START Information given

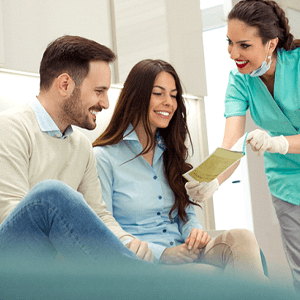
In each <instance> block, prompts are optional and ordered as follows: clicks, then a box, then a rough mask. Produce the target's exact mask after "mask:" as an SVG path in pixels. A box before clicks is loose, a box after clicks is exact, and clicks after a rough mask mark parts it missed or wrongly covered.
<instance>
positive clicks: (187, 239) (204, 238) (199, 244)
mask: <svg viewBox="0 0 300 300" xmlns="http://www.w3.org/2000/svg"><path fill="white" fill-rule="evenodd" d="M210 240H211V237H210V236H209V235H208V234H207V233H206V232H205V231H204V230H202V229H198V228H193V229H192V230H191V232H190V236H189V237H188V238H187V239H186V240H185V244H186V245H187V247H188V249H189V250H190V251H193V252H196V251H197V250H199V249H202V248H204V247H205V246H206V245H207V244H208V242H209V241H210Z"/></svg>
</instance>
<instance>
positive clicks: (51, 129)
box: [29, 98, 73, 139]
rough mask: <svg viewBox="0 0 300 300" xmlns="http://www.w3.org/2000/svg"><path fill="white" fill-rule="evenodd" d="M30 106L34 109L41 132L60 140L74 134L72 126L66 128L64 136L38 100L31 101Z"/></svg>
mask: <svg viewBox="0 0 300 300" xmlns="http://www.w3.org/2000/svg"><path fill="white" fill-rule="evenodd" d="M29 105H30V106H31V107H32V108H33V110H34V112H35V115H36V118H37V121H38V123H39V126H40V129H41V131H43V132H45V133H47V134H48V135H50V136H52V137H54V138H58V139H65V138H66V137H67V136H69V135H70V134H71V133H72V132H73V129H72V126H71V125H69V126H68V127H67V128H66V130H65V132H64V133H63V134H62V133H61V131H60V130H59V128H58V127H57V125H56V124H55V122H54V121H53V119H52V118H51V117H50V115H49V114H48V113H47V111H46V109H45V108H44V106H43V105H42V104H41V103H40V101H39V100H38V99H37V98H34V99H33V100H31V101H30V102H29Z"/></svg>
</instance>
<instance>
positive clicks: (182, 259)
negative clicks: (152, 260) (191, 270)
mask: <svg viewBox="0 0 300 300" xmlns="http://www.w3.org/2000/svg"><path fill="white" fill-rule="evenodd" d="M199 254H200V250H199V249H197V251H195V252H192V251H190V250H188V246H187V244H182V245H179V246H175V247H171V248H166V250H165V251H164V252H163V254H162V255H161V257H160V262H161V263H164V264H186V263H192V262H194V261H195V260H197V259H198V258H199Z"/></svg>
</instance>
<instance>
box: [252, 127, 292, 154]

END Information given

§ **Task to complete**: What is needed is an exact repeat of the records, with every picture left out.

§ **Answer area**:
In each <instance> block, prompts are optional and ordered as follows: clicks, then a box, then a rough mask. Produce the target's exact mask after "mask:" as an SVG path in pixels. A box before clicks is loose, a box after clicks is exact, and clicks after a rough mask mark parts it missed or wrongly covered.
<instance>
positive clicks: (187, 239) (204, 238) (199, 244)
mask: <svg viewBox="0 0 300 300" xmlns="http://www.w3.org/2000/svg"><path fill="white" fill-rule="evenodd" d="M210 240H211V237H210V236H209V235H208V234H207V233H206V232H205V231H204V230H202V229H198V228H193V229H192V230H191V232H190V236H189V237H188V238H187V239H186V240H185V244H186V245H187V247H188V249H189V250H190V251H193V252H196V251H197V250H199V249H202V248H204V247H205V246H206V245H207V244H208V242H209V241H210Z"/></svg>
</instance>
<instance>
positive clicks: (51, 129)
box: [29, 98, 73, 139]
rough mask: <svg viewBox="0 0 300 300" xmlns="http://www.w3.org/2000/svg"><path fill="white" fill-rule="evenodd" d="M30 106L34 109L41 132L60 140L74 134L72 126L66 128L64 136L38 100L31 101Z"/></svg>
mask: <svg viewBox="0 0 300 300" xmlns="http://www.w3.org/2000/svg"><path fill="white" fill-rule="evenodd" d="M29 105H30V106H31V107H32V108H33V110H34V112H35V115H36V118H37V121H38V123H39V126H40V129H41V131H43V132H45V133H47V134H48V135H50V136H52V137H54V138H58V139H65V138H66V137H67V136H69V135H70V134H71V133H72V132H73V129H72V126H71V125H69V126H68V127H67V128H66V130H65V132H64V133H63V134H62V133H61V131H60V130H59V128H58V127H57V125H56V124H55V122H54V121H53V119H52V118H51V117H50V115H49V114H48V113H47V111H46V109H45V108H44V106H43V105H42V104H41V103H40V101H39V100H38V99H37V98H34V99H33V100H31V101H30V102H29Z"/></svg>
</instance>
<instance>
positive clicks: (182, 259)
negative clicks: (152, 260) (191, 270)
mask: <svg viewBox="0 0 300 300" xmlns="http://www.w3.org/2000/svg"><path fill="white" fill-rule="evenodd" d="M199 254H200V250H199V249H197V251H195V252H192V251H190V250H188V246H187V244H182V245H179V246H175V247H171V248H166V250H165V251H164V252H163V254H162V255H161V257H160V262H161V263H164V264H186V263H192V262H194V261H195V260H197V259H198V258H199Z"/></svg>
</instance>
<instance>
box: [252, 127, 292, 154]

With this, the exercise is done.